— Begin Document segment —
ITEM 6—wholesale and Retail price. This is probably the hardest thing for an artist to decide on—how much to charge for an artwork! What is the difference between Wholesale and Retail? Wholesale is always lower than Retail. Your wholesale price at a minimum should cover the cost of what it cost you to create the art, plus any gallery commission fees and hopefully with a small profit margin. Retail price for an art piece should cover all this plus what you as an artist feel the art is worth. I realize this is very subjective but most of art is subjective.

ITEM 7—Incidental information such as the date you formally copyrighted the work, cost of the copyright, etc. More about copyrights later in the Copyright section.

ITEM 8—If you had limited editions of a painting or photograph or copies of a sculpture made, when, how many , how much it cost to make them, how many sold and how much you made when you did.

ITEM 9—the date you sold the original art and the name and address of the Buyer.


When I created Art-Tique with fellow artist Lea Adams, one of the purposes of the organization was to find low-cost places where artists could show and sell their work. It was then I discovered the pitfalls of having a lot of art in a lot of different venues! Many times artists would fail to pick up their art at the designated time because they couldn’t remember which venue they had placed it in, and when it was due to be retrieved! For my own sanity, I created an Art Location Sheet (see the example in the Sample section). I prefer to use a worksheet program for this, although it can also be kept on paper. I prefer the worksheet format because it can be sorted many times by the location so it is very easy to see not only where a particular painting is, but also how many paintings I have at that location, and when they are due to be picked up. It also provides a quick reference if I have previously entered it in a particular show. The items listed below should be entered in a single line (one line per artwork).

ITEM 1—Art Title

ITEM 2—(optional) Media

ITEM 3—(optinal0 Subject

ITEM 4—Date of receiving for show or exhibit

ITEM 5—Show name

ITEM 6—pick up date

ITEMS 7, 8, 9—past three shows or exhibits

There, you see this wasn’t hard at all!




From Wikipedia the Free Encyclopedia


Abstract -art that looks as if it contains little or no recognizable or realistic forms from the physical world. Focus is on formal elements such as colors, lines, or shapes. Artists often "abstract" objects by changing, simplifying, or exaggerating what they see.

Abstract Expressionism - art that rejects true visual representation. It has few recognizable images with great emphasis on line, color, shape, texture, value; putting the expression of the feelings or emotions of the artist above all else.

Abstract Impressionism is a type of abstract painting (not to be confused with Abstract Expressionism, a similar but different movement) where small brushstrokes build and structure large paintings.  Small brushstrokes exhibit control of large areas, expressing the artist's emotion and focus on inner energy, and sometimes contemplation, creating expressive, lyrical and thoughtful qualities in the paintings.
— End Document segment —
— Begin Raw data —
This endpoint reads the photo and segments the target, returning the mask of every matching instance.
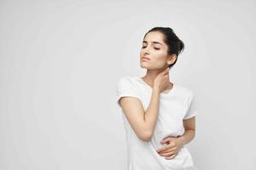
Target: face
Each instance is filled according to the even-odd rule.
[[[164,35],[159,31],[148,32],[143,41],[140,53],[141,67],[148,70],[166,68],[175,61],[175,57],[167,55],[168,46],[163,41]],[[143,59],[143,57],[148,58]],[[171,62],[172,61],[172,62]]]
— End Raw data —
» Task instructions
**1.** Translate this sentence from the text on keeping records of artwork into Spanish: "I prefer to use a worksheet program for this, although it can also be kept on paper."
**2.** Write a continuation of the text on keeping records of artwork, picking up right after its final sentence.

» Answers provided
**1.** Prefiero usar un programa de hojas de cálculo para esto, aunque también se puede llevar en papel.

**2.**
Academic art is a style of painting and sculpture produced under the influence of European academies or universities.  Specifically, academic art is the art and artists influenced by the standards of the French Académie des Beaux-Arts, which practiced under the movements of Neoclassicism and Romanticism, and the art that followed these two movements in the attempt to synthesize both of their styles, and which is best reflected by the paintings of William-Adolphe Bouguereau, Suzor-Coté, Thomas Couture, and Hans Makart.

American Scene Painting refers to a naturalist style of painting and other works of art of the 1920s through the 1950s in the United States.  Much of American scene painting conveys a sense of nationalism and romanticism in depictions of everyday American life. During the 1930s, these artists documented and depicted American cities, small towns, and rural landscapes; some did so as a way to return to a simpler time away from industrialization whereas others sought to make a political statement and lent their art to revolutionary and radical causes. Representative artists include Thomas Hart Benton, John Rogers Cox, Grant Wood, and John Steuart Curry.

Art Deco is an eclectic artistic and design style that blossomed in Paris in the 1920s and flourished internationally throughout the 1930s, into the World War II era.  Art Deco's bold, linear symmetry was a distinct departure from the soft pastels and flowing asymmetrical organic forms of its predecessor Art Nouveau; it embraced influences from many different styles and movements of the early 20th century, including Neoclassical, Constructivism, Cubism, Modernism and Futurism and drew inspiration from Egyptian and Aztec forms.  Art Deco made use of many distinctive styles, but one of the most significant of its features was its dependence upon a range of ornaments and motifs.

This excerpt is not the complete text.